***** Data for review *****

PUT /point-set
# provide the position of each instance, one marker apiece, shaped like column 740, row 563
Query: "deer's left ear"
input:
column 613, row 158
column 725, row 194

*****

Instructions to follow: Output exactly the lines from the one holding "# provide the" to the end of the material above, with both ends included.

Written reply:
# provide the position of each instance, one marker apiece, shaped like column 740, row 563
Query: "deer's left ear"
input:
column 613, row 158
column 725, row 194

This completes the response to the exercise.